------ Provided passage ------

A solution emerged. We have documented that HpSC protect islet allografts through induction of myeloid-derived suppressor cells (MDSC), and HpSC are potent inducers of MDSC. Addition of small amounts of HpSC into dendritic cell (DC) culture induced generation of MDSC, which was mediated by soluble factors produced by HpSC.13-15 MDSC is a group of heterogeneous myeloid progenitor cells, which were initially found for their suppressive roles in cancer.16,17 In healthy conditions, the progenitors differentiate into mature myeloid cells, whereas in inflammatory situations, their differentiation blocked, resulting in expansion of MDSC.18 In mice, MDSC are commonly characterized by expression of CD11b and Gr-1, as well as Ly6C and Ly6G, and so on, but none of them can be used as specific marker.19 Production of arginase-1 and inducible nitric oxide synthase (iNOS), as well as the ability to suppress T cell response, has also been used to identify MDSC. MDSC inhibit T cells using variety of mechanisms, including nitrosylation of T cell–associated molecules, interference with T cell homing, induction of induction of regulatory T (Treg) cells,19,20 deprivation of cysteine and cysteine,21 and the engagement of B7-H1 inducing T cell apoptosis.13,22,23

We previously showed that MDSC mixed with islet allografts and transplanted under renal capsule inhibited CD8+ T effector cell infiltration and expanded Treg cells, translating to marked improvement of islet allograft survival.22,24 The local delivery approach does not make sense in clinical settings where islets are transplanted through portal vein injection. In this study, we showed that a single systemic administration of MDSC protected islet allografts as effective as local delivery. The administered MDSC promptly migrated to the islet graft, which is C-C chemokine receptor type 2 (CCR2) mediated, as MDSC deficient in CCR2 almost totally lost their in vivo tolerogenic activity.



Male B6 (C57BL/6J, H-2b), B6 CD45.1 congenic, BALB/c (H-2d) and CCR2−/− mice (H-2b) were purchased from Jackson Laboratory (Bar Harbor, ME), and used at 8 to 12 weeks of age in accordance with the guidelines of NIH.

Generation of DC and MDSC

DC: bone marrow (BM) cells (2 × 106/well) isolated from mouse tibias and femurs were cultured in PRMI-1640 medium with mouse granulocyte-macrophage colony-stimulating factor (GM-CSF) (8 ng/mL) and IL-4 (1000 U/mL, both from Schering-Plough, Kenilworth, NJ) for 5 days.13 MDSC: HpSC were added at the beginning of DC culture at a ratio of 1:40 as described.25 CD11b+ cells were purified by positive sorting with MACs microbeads (Miltenyi Biotec, Auburn, CA).

------ Extracted material ------

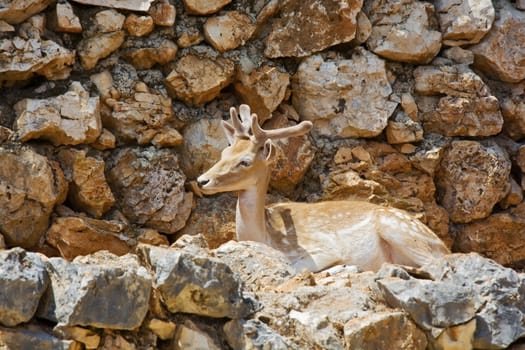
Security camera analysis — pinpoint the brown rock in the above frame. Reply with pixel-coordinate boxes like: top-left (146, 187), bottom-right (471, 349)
top-left (469, 0), bottom-right (525, 83)
top-left (434, 0), bottom-right (495, 46)
top-left (436, 141), bottom-right (511, 223)
top-left (363, 0), bottom-right (441, 64)
top-left (106, 147), bottom-right (193, 234)
top-left (14, 82), bottom-right (102, 145)
top-left (264, 0), bottom-right (363, 58)
top-left (124, 13), bottom-right (155, 37)
top-left (234, 66), bottom-right (290, 124)
top-left (58, 148), bottom-right (115, 218)
top-left (292, 47), bottom-right (397, 137)
top-left (204, 11), bottom-right (255, 52)
top-left (0, 146), bottom-right (67, 248)
top-left (166, 55), bottom-right (234, 106)
top-left (184, 0), bottom-right (231, 15)
top-left (48, 1), bottom-right (82, 33)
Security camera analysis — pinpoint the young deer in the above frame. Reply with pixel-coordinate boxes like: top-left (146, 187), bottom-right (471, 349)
top-left (197, 105), bottom-right (449, 272)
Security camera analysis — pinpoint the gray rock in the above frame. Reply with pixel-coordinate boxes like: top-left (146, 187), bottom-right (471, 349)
top-left (138, 245), bottom-right (258, 318)
top-left (37, 251), bottom-right (151, 329)
top-left (0, 248), bottom-right (49, 326)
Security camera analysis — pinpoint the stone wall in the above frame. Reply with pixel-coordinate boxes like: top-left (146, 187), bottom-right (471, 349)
top-left (0, 0), bottom-right (525, 349)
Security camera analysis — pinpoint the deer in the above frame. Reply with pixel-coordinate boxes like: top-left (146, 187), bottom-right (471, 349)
top-left (195, 104), bottom-right (450, 272)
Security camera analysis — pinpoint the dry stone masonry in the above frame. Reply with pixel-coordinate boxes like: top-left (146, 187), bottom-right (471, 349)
top-left (0, 0), bottom-right (525, 350)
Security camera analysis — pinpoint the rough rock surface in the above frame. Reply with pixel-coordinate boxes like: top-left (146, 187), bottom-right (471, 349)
top-left (106, 148), bottom-right (193, 233)
top-left (434, 0), bottom-right (495, 46)
top-left (436, 141), bottom-right (511, 223)
top-left (292, 49), bottom-right (397, 137)
top-left (14, 82), bottom-right (102, 145)
top-left (0, 248), bottom-right (49, 326)
top-left (0, 146), bottom-right (67, 248)
top-left (469, 0), bottom-right (525, 83)
top-left (264, 0), bottom-right (362, 58)
top-left (37, 252), bottom-right (152, 329)
top-left (363, 0), bottom-right (441, 63)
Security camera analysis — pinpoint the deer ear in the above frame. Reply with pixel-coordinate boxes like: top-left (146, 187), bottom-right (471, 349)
top-left (263, 139), bottom-right (275, 160)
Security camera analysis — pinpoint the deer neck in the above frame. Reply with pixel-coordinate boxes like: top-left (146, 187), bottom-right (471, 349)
top-left (235, 171), bottom-right (270, 244)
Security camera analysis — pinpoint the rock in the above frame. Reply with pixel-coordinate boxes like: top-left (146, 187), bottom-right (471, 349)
top-left (212, 241), bottom-right (296, 291)
top-left (203, 11), bottom-right (255, 52)
top-left (344, 311), bottom-right (427, 350)
top-left (434, 0), bottom-right (495, 46)
top-left (102, 83), bottom-right (182, 147)
top-left (166, 55), bottom-right (234, 106)
top-left (106, 147), bottom-right (193, 234)
top-left (469, 0), bottom-right (525, 83)
top-left (292, 48), bottom-right (397, 137)
top-left (436, 141), bottom-right (511, 223)
top-left (0, 146), bottom-right (67, 248)
top-left (37, 252), bottom-right (151, 330)
top-left (173, 320), bottom-right (221, 350)
top-left (181, 119), bottom-right (228, 179)
top-left (47, 1), bottom-right (82, 33)
top-left (0, 0), bottom-right (53, 24)
top-left (0, 36), bottom-right (75, 84)
top-left (46, 216), bottom-right (131, 260)
top-left (148, 1), bottom-right (177, 27)
top-left (363, 0), bottom-right (441, 64)
top-left (234, 66), bottom-right (290, 124)
top-left (58, 148), bottom-right (115, 218)
top-left (223, 319), bottom-right (291, 350)
top-left (422, 253), bottom-right (525, 349)
top-left (14, 82), bottom-right (102, 146)
top-left (0, 326), bottom-right (81, 350)
top-left (122, 38), bottom-right (178, 69)
top-left (138, 245), bottom-right (258, 318)
top-left (124, 13), bottom-right (155, 36)
top-left (0, 248), bottom-right (49, 326)
top-left (69, 0), bottom-right (154, 12)
top-left (264, 0), bottom-right (363, 58)
top-left (77, 30), bottom-right (126, 70)
top-left (184, 0), bottom-right (231, 15)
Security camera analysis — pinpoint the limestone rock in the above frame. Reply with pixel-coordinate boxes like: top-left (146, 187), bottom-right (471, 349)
top-left (166, 55), bottom-right (234, 106)
top-left (14, 82), bottom-right (102, 146)
top-left (0, 248), bottom-right (49, 326)
top-left (106, 148), bottom-right (193, 233)
top-left (46, 211), bottom-right (131, 260)
top-left (48, 1), bottom-right (82, 33)
top-left (469, 0), bottom-right (525, 83)
top-left (38, 252), bottom-right (151, 329)
top-left (344, 311), bottom-right (427, 350)
top-left (436, 141), bottom-right (511, 223)
top-left (102, 83), bottom-right (182, 147)
top-left (203, 11), bottom-right (255, 52)
top-left (234, 66), bottom-right (290, 124)
top-left (58, 148), bottom-right (115, 218)
top-left (69, 0), bottom-right (154, 12)
top-left (264, 0), bottom-right (363, 58)
top-left (364, 0), bottom-right (441, 64)
top-left (122, 38), bottom-right (178, 69)
top-left (0, 146), bottom-right (67, 248)
top-left (434, 0), bottom-right (495, 46)
top-left (292, 48), bottom-right (396, 137)
top-left (422, 253), bottom-right (525, 349)
top-left (184, 0), bottom-right (231, 15)
top-left (139, 245), bottom-right (258, 318)
top-left (0, 0), bottom-right (53, 24)
top-left (78, 30), bottom-right (126, 70)
top-left (0, 36), bottom-right (75, 84)
top-left (124, 13), bottom-right (155, 36)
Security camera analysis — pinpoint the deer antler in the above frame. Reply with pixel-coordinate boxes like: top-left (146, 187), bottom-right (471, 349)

------

Explore the material.
1. Print the part of the passage on myeloid-derived suppressor cells from "DC: bone marrow" to "Biotec, Auburn, CA).".
2. According to the passage on myeloid-derived suppressor cells, which receptor mediates the migration of administered MDSC to the islet graft?

Task-by-task answers.
1.
DC: bone marrow (BM) cells (2 × 106/well) isolated from mouse tibias and femurs were cultured in PRMI-1640 medium with mouse granulocyte-macrophage colony-stimulating factor (GM-CSF) (8 ng/mL) and IL-4 (1000 U/mL, both from Schering-Plough, Kenilworth, NJ) for 5 days.13 MDSC: HpSC were added at the beginning of DC culture at a ratio of 1:40 as described.25 CD11b+ cells were purified by positive sorting with MACs microbeads (Miltenyi Biotec, Auburn, CA).

2. C-C chemokine receptor type 2 (CCR2)